Supplied entries
— Begin —

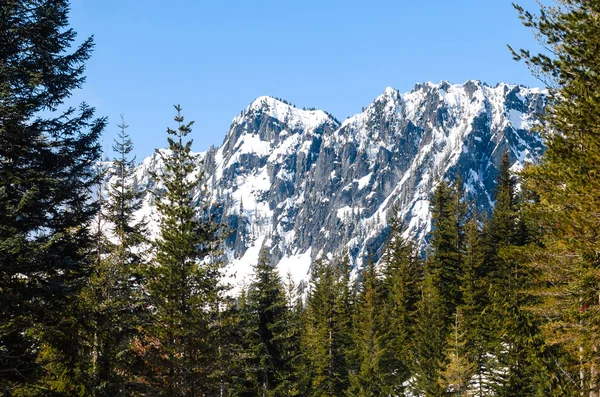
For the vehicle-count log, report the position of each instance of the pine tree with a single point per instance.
(181, 349)
(513, 332)
(447, 218)
(47, 158)
(270, 348)
(401, 275)
(114, 296)
(325, 332)
(473, 327)
(428, 360)
(567, 186)
(369, 377)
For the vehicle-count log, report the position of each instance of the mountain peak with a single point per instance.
(285, 112)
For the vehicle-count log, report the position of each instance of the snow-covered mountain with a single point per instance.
(308, 186)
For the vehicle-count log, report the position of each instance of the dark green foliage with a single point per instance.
(114, 296)
(447, 220)
(326, 336)
(270, 350)
(565, 262)
(369, 376)
(46, 173)
(400, 292)
(180, 345)
(427, 359)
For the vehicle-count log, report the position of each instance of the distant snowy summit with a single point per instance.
(307, 186)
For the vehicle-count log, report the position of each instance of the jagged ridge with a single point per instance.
(307, 187)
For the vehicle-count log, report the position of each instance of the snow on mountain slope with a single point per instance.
(305, 186)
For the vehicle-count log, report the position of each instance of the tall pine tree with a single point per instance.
(270, 349)
(184, 282)
(567, 185)
(47, 157)
(115, 296)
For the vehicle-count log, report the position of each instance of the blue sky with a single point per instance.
(215, 57)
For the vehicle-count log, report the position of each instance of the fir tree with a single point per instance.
(566, 183)
(325, 336)
(369, 377)
(447, 220)
(270, 348)
(114, 295)
(183, 285)
(47, 159)
(401, 275)
(430, 332)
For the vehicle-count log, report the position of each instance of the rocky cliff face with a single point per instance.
(308, 186)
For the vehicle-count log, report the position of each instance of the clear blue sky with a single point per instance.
(215, 57)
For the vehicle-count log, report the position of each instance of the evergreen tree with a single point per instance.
(430, 332)
(566, 183)
(369, 377)
(447, 219)
(180, 346)
(114, 296)
(270, 348)
(513, 332)
(47, 158)
(326, 332)
(401, 275)
(472, 332)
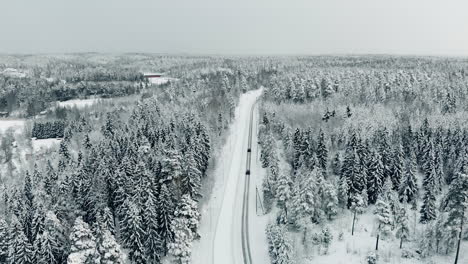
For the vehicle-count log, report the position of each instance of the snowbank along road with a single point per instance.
(225, 229)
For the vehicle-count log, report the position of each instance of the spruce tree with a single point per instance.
(83, 244)
(397, 166)
(191, 176)
(4, 240)
(165, 210)
(336, 164)
(322, 151)
(20, 249)
(428, 208)
(109, 250)
(44, 248)
(151, 236)
(375, 177)
(402, 231)
(408, 188)
(132, 231)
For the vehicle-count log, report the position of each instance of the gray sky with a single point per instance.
(422, 27)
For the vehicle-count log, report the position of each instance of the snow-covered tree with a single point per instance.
(184, 227)
(280, 248)
(131, 226)
(322, 151)
(109, 249)
(191, 176)
(402, 224)
(20, 250)
(83, 244)
(165, 210)
(4, 240)
(384, 218)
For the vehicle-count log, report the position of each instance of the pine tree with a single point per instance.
(151, 237)
(280, 249)
(330, 200)
(343, 190)
(83, 244)
(4, 240)
(165, 210)
(56, 234)
(44, 249)
(403, 227)
(383, 212)
(428, 208)
(184, 227)
(30, 208)
(107, 219)
(398, 166)
(322, 152)
(109, 249)
(408, 188)
(132, 231)
(303, 200)
(20, 250)
(283, 191)
(375, 177)
(191, 177)
(336, 164)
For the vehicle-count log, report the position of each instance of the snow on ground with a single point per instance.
(220, 227)
(159, 81)
(78, 103)
(16, 124)
(12, 72)
(354, 249)
(39, 145)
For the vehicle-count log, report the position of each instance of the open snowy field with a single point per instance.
(353, 249)
(15, 124)
(79, 103)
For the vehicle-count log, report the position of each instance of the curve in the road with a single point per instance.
(245, 205)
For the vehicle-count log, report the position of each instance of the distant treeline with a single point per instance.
(49, 129)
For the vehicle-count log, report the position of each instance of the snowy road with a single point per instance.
(230, 225)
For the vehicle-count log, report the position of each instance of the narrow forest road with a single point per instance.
(231, 231)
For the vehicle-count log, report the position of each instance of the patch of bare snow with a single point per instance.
(40, 145)
(16, 125)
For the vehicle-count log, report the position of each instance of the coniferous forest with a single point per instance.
(123, 184)
(377, 141)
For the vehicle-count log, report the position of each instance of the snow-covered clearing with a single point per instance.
(16, 125)
(79, 103)
(354, 249)
(40, 145)
(158, 81)
(220, 227)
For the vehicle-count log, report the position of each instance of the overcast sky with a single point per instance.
(421, 27)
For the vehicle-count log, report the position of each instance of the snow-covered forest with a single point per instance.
(366, 160)
(123, 184)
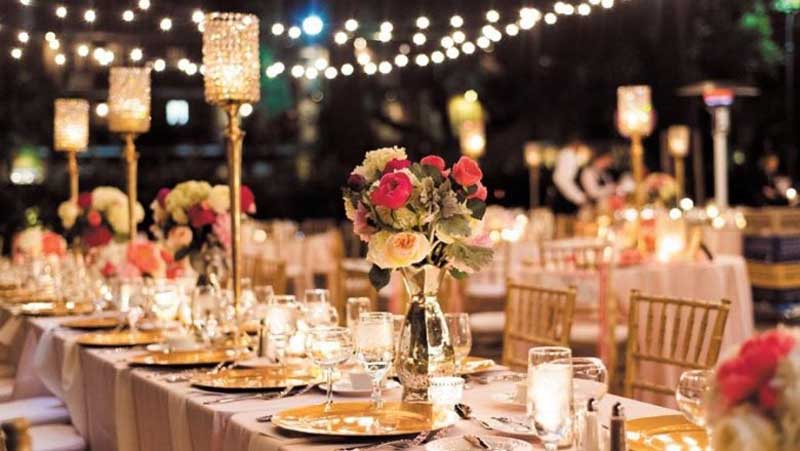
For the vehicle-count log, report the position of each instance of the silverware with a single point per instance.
(465, 412)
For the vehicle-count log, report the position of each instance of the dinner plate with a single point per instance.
(257, 379)
(119, 338)
(184, 358)
(55, 308)
(496, 443)
(92, 323)
(655, 433)
(362, 419)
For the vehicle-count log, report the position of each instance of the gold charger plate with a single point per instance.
(258, 378)
(119, 338)
(92, 323)
(664, 432)
(55, 308)
(185, 358)
(361, 419)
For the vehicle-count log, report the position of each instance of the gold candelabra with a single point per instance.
(232, 76)
(71, 135)
(129, 115)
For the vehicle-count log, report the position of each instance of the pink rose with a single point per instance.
(393, 191)
(437, 162)
(466, 172)
(480, 193)
(201, 215)
(396, 165)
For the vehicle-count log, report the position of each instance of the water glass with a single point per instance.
(549, 405)
(460, 337)
(375, 348)
(328, 347)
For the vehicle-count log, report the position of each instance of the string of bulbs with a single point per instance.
(454, 43)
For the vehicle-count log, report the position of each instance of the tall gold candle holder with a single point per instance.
(232, 77)
(678, 144)
(129, 115)
(71, 135)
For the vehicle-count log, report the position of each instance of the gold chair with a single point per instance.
(672, 337)
(535, 317)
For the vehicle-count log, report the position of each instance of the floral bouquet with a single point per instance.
(98, 217)
(35, 242)
(416, 214)
(194, 217)
(756, 395)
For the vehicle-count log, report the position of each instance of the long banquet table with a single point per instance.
(115, 406)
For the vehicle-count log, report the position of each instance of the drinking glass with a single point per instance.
(549, 405)
(375, 349)
(692, 396)
(460, 337)
(328, 347)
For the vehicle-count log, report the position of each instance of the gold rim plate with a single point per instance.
(185, 358)
(361, 419)
(119, 338)
(658, 433)
(268, 378)
(92, 323)
(56, 308)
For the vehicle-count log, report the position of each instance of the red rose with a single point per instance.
(480, 193)
(97, 236)
(162, 197)
(393, 191)
(435, 161)
(248, 200)
(466, 172)
(396, 165)
(94, 218)
(85, 200)
(201, 215)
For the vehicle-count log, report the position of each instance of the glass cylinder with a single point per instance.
(678, 140)
(230, 57)
(71, 125)
(635, 115)
(129, 100)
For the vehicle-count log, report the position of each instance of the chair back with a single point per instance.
(671, 332)
(535, 317)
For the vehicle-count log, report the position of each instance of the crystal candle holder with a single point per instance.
(230, 58)
(129, 100)
(71, 125)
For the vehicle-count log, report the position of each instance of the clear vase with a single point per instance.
(425, 350)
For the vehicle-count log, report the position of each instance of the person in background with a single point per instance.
(596, 180)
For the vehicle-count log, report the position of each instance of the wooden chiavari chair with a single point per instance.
(671, 336)
(535, 317)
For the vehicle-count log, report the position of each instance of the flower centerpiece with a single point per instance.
(98, 217)
(424, 220)
(35, 242)
(193, 220)
(755, 395)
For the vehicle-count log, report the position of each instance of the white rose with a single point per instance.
(398, 250)
(68, 212)
(219, 199)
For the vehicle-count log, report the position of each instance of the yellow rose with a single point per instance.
(398, 250)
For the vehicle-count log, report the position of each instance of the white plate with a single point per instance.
(497, 444)
(344, 388)
(507, 399)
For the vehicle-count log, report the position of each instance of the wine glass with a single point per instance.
(328, 347)
(549, 403)
(460, 337)
(375, 349)
(692, 394)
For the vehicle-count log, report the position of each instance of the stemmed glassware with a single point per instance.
(375, 349)
(549, 403)
(328, 347)
(460, 337)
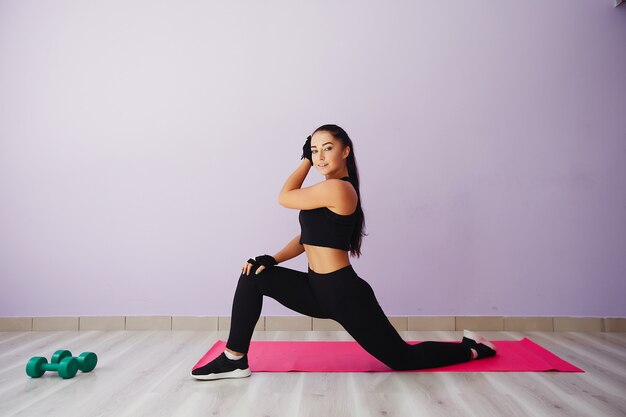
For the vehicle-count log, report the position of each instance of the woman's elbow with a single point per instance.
(281, 200)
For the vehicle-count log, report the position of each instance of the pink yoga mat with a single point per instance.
(513, 356)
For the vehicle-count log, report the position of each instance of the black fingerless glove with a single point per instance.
(265, 260)
(306, 150)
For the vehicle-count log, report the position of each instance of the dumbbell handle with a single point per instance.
(86, 361)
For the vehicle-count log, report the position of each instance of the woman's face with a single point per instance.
(328, 154)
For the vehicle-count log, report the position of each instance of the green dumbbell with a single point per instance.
(86, 361)
(38, 365)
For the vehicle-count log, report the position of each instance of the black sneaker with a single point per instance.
(482, 346)
(222, 367)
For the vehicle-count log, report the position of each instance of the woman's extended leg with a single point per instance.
(287, 286)
(351, 301)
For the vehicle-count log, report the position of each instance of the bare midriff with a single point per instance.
(325, 260)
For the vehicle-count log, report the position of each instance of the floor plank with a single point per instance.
(147, 374)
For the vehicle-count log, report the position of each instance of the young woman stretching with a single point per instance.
(332, 225)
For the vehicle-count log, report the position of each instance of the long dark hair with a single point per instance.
(353, 172)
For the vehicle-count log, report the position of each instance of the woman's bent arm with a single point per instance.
(293, 249)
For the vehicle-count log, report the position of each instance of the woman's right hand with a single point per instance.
(306, 150)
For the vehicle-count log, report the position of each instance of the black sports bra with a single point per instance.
(323, 227)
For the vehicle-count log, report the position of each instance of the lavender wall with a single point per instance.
(143, 145)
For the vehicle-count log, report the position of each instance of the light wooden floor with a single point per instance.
(147, 374)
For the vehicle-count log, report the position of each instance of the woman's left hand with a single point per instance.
(260, 263)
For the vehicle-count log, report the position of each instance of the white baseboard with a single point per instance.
(303, 323)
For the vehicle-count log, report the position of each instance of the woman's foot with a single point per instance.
(478, 344)
(222, 367)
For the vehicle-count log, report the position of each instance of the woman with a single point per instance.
(332, 225)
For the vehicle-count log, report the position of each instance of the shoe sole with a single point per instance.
(478, 339)
(237, 373)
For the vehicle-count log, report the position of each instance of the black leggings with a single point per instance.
(344, 297)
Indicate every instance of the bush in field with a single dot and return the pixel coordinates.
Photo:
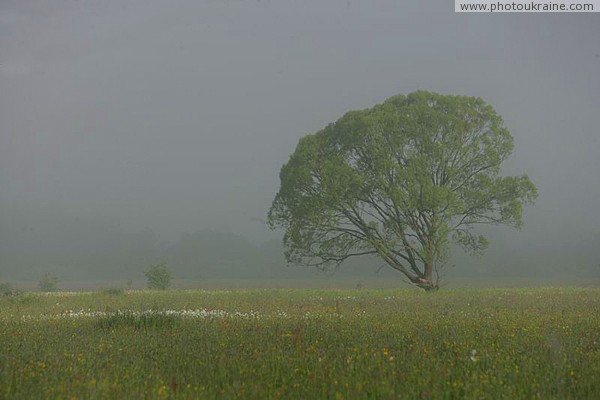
(6, 289)
(48, 283)
(113, 291)
(159, 277)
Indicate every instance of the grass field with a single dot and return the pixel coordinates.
(305, 344)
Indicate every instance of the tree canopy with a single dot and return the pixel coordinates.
(400, 181)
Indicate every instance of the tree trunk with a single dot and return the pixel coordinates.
(426, 282)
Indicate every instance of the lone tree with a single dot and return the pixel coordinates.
(158, 276)
(399, 181)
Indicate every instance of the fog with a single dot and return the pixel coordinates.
(145, 131)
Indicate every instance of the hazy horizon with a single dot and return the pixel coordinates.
(176, 117)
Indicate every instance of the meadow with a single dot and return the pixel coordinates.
(538, 343)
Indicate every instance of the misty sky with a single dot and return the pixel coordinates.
(177, 116)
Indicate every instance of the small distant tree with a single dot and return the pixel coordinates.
(48, 283)
(6, 289)
(158, 276)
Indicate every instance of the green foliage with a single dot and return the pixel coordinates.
(137, 320)
(399, 181)
(158, 276)
(304, 344)
(48, 283)
(113, 291)
(6, 289)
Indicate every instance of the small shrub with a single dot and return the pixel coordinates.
(48, 283)
(159, 277)
(113, 291)
(143, 320)
(6, 289)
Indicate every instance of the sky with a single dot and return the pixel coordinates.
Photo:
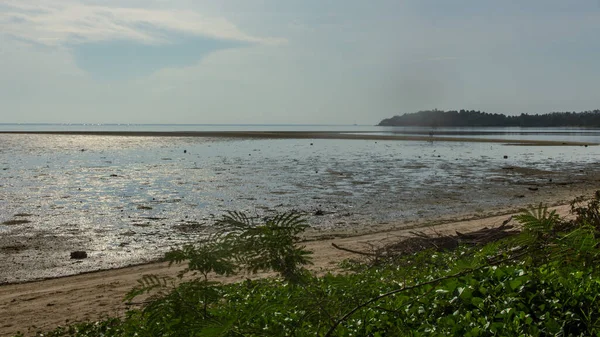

— End —

Gather every line of the listing above that contains the string "blue". Case counts, so a line with only a different capitalization does not qualify.

In response
For the vehicle-count log, report the position of each instance of the blue sky with a single point per instance.
For the vehicle-count log, report the position of each instance of the clear blue sky with a single point per instance.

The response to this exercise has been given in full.